Excerpt to read:

In part 1a I was trying to find a problem to troubleshoot and I spotted 2 possible problems and drilled down into one of them and stuck. Below is the list of what I did till I stuck and started to spend time on doing more research than it actually needs because I forgot the most important and easy step which I will explain in a moment.
What I did so far,
- found the possible bottleneck on graph
- cross-checked the bottleneck with DB time
- checked the statspack and found “row cache lock” “log file switch (checkpoint incomplete)”, “buffer busy” waits as queue time
- checked if Dictionary Cache statistics gives clue – No luck -at least for me
- checked if DB did more redo than redo size can handle- redo activity was way lower than actual office hours
- checked the segments for buffer busy waits and found only 1 segment caused all the wait but buffer busy waits and row cache lock are not related are they ?
What else I have in my hand ? I have a skipped snapshot slot. One of the statspack snaps could not be gathered.
What should I have done, before going and reading and learning more (which wasn’t a waste of time for learning but will be a waste of time in pressure situation) about those top events ?
Answer was I should have checked the alert log especially when my information is minimum with this historic problems. I was on call that week and I “assumed” that nothing was wrong with DB because I did not get called. Assumptions without proofs can be big problem and big time waster for your troubleshooting practices. After 4 hours of searching on the net for causes of row cache lock (which is not a common event), I decided to check alert log because of that skipped snapshot. What I found ?

Supplied data:
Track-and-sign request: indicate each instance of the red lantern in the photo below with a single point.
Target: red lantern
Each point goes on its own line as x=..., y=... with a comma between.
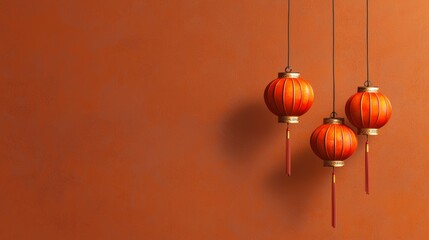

Problem statement:
Continue the database troubleshooting account above, beginning right after its final question, "What I found ?".

Result of this task:
Wed Jan 20 21:47:09 2010 Errors in file j:\data\oracle\trace\prod01\bdump\prod01_arc1_7976.trc: ora-19816: Message 19816 not found; No message file for product=RDBMS, facility=ORA; arguments: [db_recovery_file_dest] ora-27044: Message 27044 not found; No message file for product=RDBMS, facility=ORA OSD-04008: WriteFile() failure, unable to write to file O/S-Error: (OS 112) There is not enough space on the disk. .... .... .... .... Wed Jan 20 22:28:48 2010 kcrrdmx: Successful archiving of previously failed ORL Archiver process freed from errors. No longer stopped Wed Jan 20 22:28:49 2010
As you see, I found that the database was hanged because the disk was full . Why was it full ? Looks like a mistake maybe not. It might be because we do exports on the same disk with db_file_recovery_area and probably One of my team mates took extra export during the day and forgot to delete it. With the redo amount generated that day it is unlikely that we can fill the logical limit and we did not get any %85 warning on that day on the alert log. Why did not I get called, because the issue lasted 45 minutes and probably technical guys did not check Big Brother monitoring that time:) I have no clue how it solved
I asked myself what is it to do with “row cache lock” why not “log file switch (archiving needed)”
Definition of the expected wait event fits with the alert log so it should be that event or should it ?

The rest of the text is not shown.